EXERCISE DIRECTIONS> Copy the entries that follow, exactly and completely.

SUPPLIED INFORMATION>
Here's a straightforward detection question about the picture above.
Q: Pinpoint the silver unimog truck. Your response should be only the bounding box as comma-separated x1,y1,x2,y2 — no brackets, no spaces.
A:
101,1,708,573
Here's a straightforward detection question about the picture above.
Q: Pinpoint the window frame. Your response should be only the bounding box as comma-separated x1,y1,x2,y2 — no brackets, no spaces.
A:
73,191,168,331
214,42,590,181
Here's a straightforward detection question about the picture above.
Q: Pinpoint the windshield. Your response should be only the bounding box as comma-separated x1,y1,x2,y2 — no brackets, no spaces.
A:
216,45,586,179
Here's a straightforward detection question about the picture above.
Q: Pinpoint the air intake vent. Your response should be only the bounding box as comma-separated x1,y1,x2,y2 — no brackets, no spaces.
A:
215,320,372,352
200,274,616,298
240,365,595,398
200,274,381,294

TASK ANSWER>
Here's a straightforward detection question about the picture above.
Q: Pinpoint the silver unimog truck. Your response should be only the bounding box as comma-separated x1,y1,x2,y2 — no brackets, no spaces.
A:
101,1,708,573
Here's a straightforward detection question about the picture above.
Q: Pinpoint the window frame. Your response should be only the bounding box as comma-separated x1,y1,x2,y2 — no brackets, no spaces.
A:
73,191,168,331
214,42,590,181
Here's a straightforward detection question about the picture above.
Q: Pinpoint the windshield. Your response should be only the bounding box as comma-separated x1,y1,x2,y2 — no brackets, no spaces.
A:
216,45,586,179
Here's a straightforward detection question about the picture above.
Q: Pinpoint the air intake vent. Your response should be only the bounding box as comma-separated x1,y1,x2,y2 — no brackets, no spaces.
A:
215,320,372,352
200,274,616,298
240,365,595,398
200,274,381,294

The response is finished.